**Text to read:**
Some of the most extensive forest within the area can be found around and to the north and east of Kinkaid Lake in the northwestern part of Jackson County. Beaucoup Creek is wooded along most of its course as well, Galum Creek is flanked by wooded area in both its upstream and downstream portion, and Swanwick Creek is entirely banked with woods. Much smaller wooded tracts survive at Washington County Conservation Area and Pyramid State Park in Perry County.

 

Bird-watchers have recorded sightings of 57 species of birds, including two species whose survival in Illinois is considered threatened, in area forests. Among them are red-shouldered hawks, which nest in heavily forested bottomlands, and brown creepers, which may be found in the forested wetlands during their annual migrations and in the winter. (They may occasionally breed in the area as well.)

 

Most local forest patches are too small and narrow to provide shelter from parasites and predators to nesting birds. That makes the relatively uninterrupted blocks of forested land in the Kinkaid Lake State Fish and Wildlife Area and the local part of the Shawnee National Forest especially important to the area’s bird life. Such forested land can become at least a local breeding source of birds that populate the entire region. As for migratory birds, their use of the forested corridors along Beaucoup Creek and in the national forest is probably intense.

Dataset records
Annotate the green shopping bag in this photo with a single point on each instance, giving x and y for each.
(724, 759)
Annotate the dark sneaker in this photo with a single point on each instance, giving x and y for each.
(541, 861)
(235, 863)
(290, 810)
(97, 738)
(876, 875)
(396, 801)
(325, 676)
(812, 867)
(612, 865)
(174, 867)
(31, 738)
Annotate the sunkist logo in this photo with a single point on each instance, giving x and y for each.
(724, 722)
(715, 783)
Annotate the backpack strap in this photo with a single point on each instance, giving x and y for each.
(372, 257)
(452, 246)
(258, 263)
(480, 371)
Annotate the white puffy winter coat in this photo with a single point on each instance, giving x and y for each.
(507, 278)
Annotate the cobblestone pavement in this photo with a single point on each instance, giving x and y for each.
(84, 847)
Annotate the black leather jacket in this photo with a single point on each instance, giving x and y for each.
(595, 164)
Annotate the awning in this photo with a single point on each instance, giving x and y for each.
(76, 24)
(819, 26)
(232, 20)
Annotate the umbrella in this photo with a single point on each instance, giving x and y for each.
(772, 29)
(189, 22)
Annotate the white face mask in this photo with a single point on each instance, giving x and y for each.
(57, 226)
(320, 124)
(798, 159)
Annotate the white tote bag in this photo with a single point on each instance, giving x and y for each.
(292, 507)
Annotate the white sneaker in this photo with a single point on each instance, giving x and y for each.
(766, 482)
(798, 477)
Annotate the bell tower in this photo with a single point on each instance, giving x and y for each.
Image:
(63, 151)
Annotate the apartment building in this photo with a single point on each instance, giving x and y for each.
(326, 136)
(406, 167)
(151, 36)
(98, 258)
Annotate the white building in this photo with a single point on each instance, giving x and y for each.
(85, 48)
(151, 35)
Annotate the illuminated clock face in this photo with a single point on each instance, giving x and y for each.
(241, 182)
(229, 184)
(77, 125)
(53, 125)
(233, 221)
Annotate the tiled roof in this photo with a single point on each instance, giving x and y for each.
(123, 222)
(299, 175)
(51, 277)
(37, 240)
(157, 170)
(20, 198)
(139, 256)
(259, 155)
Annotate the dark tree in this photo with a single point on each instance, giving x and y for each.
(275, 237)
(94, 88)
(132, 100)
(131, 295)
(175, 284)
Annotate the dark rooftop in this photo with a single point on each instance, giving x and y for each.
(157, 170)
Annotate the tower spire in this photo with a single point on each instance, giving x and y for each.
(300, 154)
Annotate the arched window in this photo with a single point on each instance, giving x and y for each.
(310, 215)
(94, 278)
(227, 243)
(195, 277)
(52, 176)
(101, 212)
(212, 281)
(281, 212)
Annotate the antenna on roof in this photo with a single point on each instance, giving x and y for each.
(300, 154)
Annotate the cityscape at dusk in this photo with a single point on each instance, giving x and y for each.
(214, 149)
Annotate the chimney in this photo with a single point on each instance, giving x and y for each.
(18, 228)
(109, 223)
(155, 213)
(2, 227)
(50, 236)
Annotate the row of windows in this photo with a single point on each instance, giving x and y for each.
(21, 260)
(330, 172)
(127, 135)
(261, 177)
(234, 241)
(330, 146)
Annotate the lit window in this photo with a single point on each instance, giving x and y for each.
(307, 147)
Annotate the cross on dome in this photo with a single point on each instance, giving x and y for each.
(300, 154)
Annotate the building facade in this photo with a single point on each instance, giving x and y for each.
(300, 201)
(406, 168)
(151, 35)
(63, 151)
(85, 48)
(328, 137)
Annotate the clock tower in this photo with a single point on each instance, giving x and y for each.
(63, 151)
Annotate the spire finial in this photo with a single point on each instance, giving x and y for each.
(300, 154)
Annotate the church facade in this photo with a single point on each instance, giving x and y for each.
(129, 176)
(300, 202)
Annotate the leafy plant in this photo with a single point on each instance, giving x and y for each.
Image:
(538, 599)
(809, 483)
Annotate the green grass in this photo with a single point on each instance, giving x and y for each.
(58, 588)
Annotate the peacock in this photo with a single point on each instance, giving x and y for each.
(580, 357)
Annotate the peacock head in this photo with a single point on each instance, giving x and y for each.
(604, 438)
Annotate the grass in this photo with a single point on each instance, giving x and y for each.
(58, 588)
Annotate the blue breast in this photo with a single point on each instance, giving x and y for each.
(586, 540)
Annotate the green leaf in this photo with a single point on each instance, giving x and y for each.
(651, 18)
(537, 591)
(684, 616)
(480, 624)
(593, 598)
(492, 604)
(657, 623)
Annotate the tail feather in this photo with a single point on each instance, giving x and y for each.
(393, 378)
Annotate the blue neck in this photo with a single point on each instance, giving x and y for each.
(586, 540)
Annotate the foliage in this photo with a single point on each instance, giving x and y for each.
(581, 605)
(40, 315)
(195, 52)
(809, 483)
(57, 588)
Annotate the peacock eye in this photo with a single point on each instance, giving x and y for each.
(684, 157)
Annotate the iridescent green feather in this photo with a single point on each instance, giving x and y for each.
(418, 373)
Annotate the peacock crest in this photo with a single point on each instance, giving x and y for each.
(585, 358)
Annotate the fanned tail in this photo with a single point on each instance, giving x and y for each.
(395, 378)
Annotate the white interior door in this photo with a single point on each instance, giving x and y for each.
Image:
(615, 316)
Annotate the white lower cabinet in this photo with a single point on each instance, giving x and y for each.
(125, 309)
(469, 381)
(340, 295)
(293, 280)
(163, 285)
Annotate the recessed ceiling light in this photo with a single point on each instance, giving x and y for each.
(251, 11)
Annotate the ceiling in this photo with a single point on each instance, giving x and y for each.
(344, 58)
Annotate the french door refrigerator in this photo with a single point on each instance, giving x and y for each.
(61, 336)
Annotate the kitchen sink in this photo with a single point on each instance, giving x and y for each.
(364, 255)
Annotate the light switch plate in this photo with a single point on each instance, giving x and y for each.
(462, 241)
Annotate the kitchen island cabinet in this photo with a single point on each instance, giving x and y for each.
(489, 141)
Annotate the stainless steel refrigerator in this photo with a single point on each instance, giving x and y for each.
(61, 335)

**Exercises:**
A: Output the text on local forests and birds between "Most local forest" and "is probably intense.", inclusive.
B: Finish out the next part of the text on local forests and birds, picking up after its final sentence.

**Per-task outputs:**
A:
Most local forest patches are too small and narrow to provide shelter from parasites and predators to nesting birds. That makes the relatively uninterrupted blocks of forested land in the Kinkaid Lake State Fish and Wildlife Area and the local part of the Shawnee National Forest especially important to the area’s bird life. Such forested land can become at least a local breeding source of birds that populate the entire region. As for migratory birds, their use of the forested corridors along Beaucoup Creek and in the national forest is probably intense.

B:
 

The cultural landscape

 

While continuously occupied by humans, the Kinkaid area has never been thickly populated. The area’s population grew only 91 percent between 1870 and 1990 while Illinois as a whole grew 350 percent. That small population also is scattered across the landscape. Less than half of the residents in the three counties that take in most of the area live in towns with more than 2,500 people—far below the statewide average of 85 percent— and only 2.5 percent of the local land has been urbanized.

 

"Cultural" land cover—unnatural communities of plants and animals such as cropland, non-native grassland, and urban land—makes up about 85 percent of the total land area. Most lakes or ponds are not natural, for example, but take the form of farm ponds, sewage-treatment lagoons, lakes created by coal strip-mining, or large artificial lakes such as Pinckneyville Reservoir, Washington County Lake, and Kinkaid Lake.

 

To some extent, then, the loss of natural wetlands has been compensated by the creation of human ones. More than 3,800 acres of modified or artificial wetlands have been created in Perry County, much of it on reclaimed mined land. Several studies in Illinois and other Midwestern states have shown that such areas attract migrating waterfowl, shorebirds, rails, and long-legged waders such as herons, bitterns, and egrets that stop over to feed and rest during migration. Pied-billed grebes (a state-threatened species), Canada geese, mallards, and wood ducks are among the bird species that will nest in created ponds and lakes if appropriate nesting areas are available. Green herons and willow flycatchers also nest along ponds lined with dense, woody vegetation.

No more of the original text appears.